[Point-per-instance localization data]
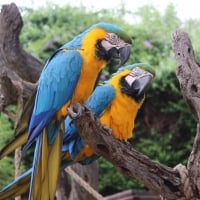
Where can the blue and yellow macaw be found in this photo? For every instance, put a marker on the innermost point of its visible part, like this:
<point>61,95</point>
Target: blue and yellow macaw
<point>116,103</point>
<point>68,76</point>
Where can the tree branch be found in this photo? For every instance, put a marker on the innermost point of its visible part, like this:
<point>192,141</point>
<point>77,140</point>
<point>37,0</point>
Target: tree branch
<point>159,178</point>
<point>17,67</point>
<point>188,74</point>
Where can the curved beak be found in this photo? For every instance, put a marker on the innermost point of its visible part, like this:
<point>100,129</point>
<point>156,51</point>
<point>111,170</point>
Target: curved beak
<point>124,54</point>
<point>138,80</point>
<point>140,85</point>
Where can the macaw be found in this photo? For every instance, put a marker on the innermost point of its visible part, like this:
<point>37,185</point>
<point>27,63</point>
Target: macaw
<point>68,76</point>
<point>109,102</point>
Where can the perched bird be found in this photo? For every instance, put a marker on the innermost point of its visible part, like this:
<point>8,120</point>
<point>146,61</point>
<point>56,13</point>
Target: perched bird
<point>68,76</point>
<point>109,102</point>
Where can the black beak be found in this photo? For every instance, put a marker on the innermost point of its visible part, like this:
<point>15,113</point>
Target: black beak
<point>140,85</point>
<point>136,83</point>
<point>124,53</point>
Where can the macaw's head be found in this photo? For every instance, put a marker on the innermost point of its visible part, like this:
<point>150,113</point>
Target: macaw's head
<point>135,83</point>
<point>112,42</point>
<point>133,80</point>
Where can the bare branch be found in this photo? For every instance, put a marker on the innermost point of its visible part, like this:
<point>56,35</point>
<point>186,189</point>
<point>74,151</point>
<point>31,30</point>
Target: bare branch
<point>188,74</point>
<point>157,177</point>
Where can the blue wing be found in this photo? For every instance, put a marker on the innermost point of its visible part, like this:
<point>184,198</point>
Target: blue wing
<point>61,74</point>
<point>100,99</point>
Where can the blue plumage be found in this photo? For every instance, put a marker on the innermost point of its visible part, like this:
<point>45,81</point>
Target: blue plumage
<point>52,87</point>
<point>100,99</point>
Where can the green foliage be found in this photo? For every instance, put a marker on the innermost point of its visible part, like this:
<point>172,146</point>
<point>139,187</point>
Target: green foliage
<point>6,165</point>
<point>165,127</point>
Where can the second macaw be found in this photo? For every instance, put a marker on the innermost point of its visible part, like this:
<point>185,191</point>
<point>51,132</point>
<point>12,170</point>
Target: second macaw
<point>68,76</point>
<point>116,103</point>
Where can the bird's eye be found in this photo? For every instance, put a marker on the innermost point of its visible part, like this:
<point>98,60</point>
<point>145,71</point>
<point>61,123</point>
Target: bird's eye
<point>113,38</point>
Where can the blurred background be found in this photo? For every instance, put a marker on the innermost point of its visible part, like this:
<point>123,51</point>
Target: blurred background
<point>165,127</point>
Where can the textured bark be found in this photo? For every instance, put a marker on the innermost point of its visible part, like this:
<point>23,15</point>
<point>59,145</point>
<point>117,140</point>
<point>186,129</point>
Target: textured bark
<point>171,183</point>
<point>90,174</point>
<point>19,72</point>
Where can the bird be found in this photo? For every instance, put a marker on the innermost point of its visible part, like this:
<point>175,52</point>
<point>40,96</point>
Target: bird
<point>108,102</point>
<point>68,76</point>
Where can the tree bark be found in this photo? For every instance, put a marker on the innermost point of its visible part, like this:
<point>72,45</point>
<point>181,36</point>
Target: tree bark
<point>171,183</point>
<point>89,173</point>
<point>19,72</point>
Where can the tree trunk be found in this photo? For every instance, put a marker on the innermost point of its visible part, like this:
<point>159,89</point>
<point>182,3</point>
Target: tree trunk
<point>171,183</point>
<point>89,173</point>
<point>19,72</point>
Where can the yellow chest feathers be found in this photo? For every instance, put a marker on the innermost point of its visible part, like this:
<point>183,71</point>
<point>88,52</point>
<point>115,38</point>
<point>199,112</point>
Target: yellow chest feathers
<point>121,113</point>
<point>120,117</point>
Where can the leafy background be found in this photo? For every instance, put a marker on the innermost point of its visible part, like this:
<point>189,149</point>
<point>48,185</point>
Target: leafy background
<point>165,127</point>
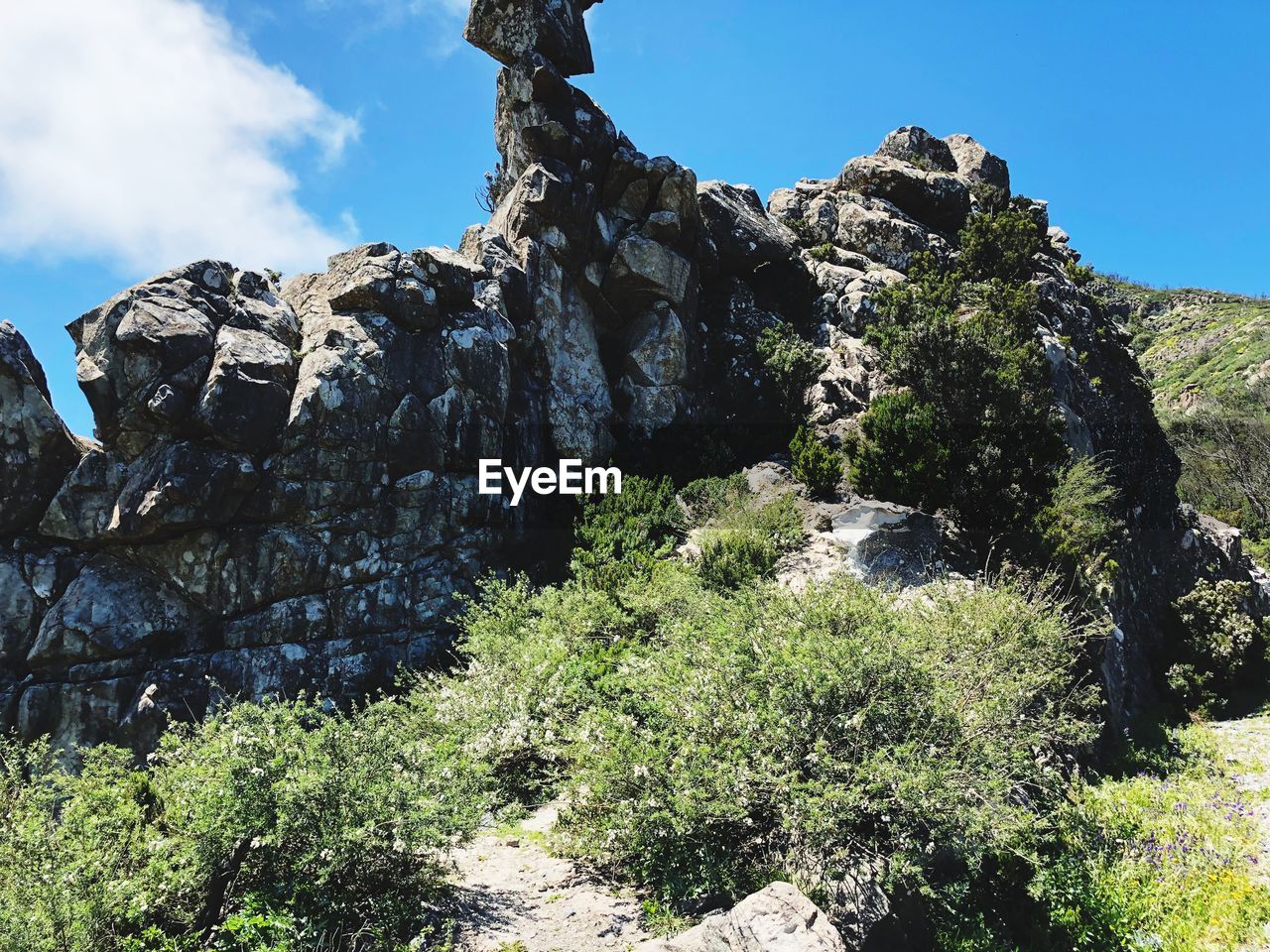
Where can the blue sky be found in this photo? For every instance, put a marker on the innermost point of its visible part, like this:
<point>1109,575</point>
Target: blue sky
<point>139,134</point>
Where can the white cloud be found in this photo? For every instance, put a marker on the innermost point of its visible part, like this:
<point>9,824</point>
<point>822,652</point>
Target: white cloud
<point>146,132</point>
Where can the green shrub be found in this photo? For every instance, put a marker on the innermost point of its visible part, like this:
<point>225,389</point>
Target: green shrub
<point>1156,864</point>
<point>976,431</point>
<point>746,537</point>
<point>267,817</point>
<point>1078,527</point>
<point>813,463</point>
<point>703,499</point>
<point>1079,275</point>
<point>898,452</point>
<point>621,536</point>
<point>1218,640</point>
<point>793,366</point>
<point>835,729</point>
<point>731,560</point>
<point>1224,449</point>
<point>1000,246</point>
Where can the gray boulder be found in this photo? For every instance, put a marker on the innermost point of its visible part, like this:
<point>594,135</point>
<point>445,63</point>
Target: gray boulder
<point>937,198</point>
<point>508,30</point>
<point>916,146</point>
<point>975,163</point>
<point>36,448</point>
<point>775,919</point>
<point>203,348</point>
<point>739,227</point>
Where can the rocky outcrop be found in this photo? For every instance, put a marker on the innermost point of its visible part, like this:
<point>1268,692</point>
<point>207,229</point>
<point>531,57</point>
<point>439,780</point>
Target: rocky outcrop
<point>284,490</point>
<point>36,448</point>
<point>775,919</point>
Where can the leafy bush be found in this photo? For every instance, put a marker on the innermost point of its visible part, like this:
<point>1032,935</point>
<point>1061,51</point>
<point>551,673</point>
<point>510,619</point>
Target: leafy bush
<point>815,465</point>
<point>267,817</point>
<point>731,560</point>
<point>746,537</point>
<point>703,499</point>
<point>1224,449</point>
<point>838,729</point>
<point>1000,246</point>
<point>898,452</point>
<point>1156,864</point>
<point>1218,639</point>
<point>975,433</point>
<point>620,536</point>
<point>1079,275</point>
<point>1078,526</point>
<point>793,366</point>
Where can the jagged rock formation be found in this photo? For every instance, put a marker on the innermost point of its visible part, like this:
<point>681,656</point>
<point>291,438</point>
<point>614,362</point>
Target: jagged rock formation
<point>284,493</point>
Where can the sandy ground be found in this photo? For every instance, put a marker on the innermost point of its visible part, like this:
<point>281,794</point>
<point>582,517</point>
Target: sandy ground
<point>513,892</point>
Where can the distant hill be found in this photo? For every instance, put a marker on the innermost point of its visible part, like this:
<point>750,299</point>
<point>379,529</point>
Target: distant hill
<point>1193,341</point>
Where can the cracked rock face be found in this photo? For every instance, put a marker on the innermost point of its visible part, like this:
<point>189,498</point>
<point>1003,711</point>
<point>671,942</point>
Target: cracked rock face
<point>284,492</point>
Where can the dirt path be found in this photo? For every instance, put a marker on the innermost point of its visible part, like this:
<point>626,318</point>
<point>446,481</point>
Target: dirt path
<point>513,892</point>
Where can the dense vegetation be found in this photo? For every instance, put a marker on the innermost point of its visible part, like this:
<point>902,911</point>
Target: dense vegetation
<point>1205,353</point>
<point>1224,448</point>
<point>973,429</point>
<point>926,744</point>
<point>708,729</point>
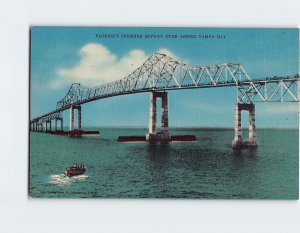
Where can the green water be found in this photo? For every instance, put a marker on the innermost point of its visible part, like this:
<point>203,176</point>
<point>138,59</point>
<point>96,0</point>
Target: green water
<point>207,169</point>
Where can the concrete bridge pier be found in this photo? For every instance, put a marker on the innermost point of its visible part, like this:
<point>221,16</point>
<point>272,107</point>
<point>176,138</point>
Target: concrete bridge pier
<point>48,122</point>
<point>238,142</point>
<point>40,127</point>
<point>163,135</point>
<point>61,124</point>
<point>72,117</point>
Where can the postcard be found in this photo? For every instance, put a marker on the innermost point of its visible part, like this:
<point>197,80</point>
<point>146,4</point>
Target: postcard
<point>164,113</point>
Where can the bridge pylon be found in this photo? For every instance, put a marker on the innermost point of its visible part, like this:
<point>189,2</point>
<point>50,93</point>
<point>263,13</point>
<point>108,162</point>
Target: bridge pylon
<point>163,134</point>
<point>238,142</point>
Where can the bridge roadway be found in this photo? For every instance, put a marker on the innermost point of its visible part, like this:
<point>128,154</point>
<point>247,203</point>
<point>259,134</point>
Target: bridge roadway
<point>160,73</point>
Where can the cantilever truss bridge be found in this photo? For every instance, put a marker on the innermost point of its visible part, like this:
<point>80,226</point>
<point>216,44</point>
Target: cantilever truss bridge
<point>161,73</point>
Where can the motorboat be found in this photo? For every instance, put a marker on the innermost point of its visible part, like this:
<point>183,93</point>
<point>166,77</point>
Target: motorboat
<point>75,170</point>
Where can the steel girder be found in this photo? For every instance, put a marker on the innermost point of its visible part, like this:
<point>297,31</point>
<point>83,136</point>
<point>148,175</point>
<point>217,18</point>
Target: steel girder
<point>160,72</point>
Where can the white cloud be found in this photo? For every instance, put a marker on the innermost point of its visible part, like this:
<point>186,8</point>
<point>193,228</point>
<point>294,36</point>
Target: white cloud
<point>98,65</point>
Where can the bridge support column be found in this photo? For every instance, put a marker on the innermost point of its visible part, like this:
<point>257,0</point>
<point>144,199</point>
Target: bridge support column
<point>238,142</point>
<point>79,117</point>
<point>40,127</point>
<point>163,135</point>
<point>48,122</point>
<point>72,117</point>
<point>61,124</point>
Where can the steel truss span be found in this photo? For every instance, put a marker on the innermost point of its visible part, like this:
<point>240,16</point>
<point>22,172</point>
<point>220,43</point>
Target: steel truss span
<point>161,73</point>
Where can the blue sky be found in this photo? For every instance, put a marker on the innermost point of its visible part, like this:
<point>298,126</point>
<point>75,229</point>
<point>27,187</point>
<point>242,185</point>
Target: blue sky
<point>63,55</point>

Task to complete: Your answer must be an exact copy of the lines from the start of the entries through the line with "<point>37,0</point>", with no pictures.

Result below:
Where can the blue and yellow macaw be found in this photo? For every instance, put a marker on the innermost point of its visible part, like this:
<point>61,95</point>
Target: blue and yellow macaw
<point>116,103</point>
<point>68,76</point>
Where can the tree branch be found in this photo? For every instance, put a marker on the innermost point of its visible part, like this:
<point>192,141</point>
<point>77,140</point>
<point>37,0</point>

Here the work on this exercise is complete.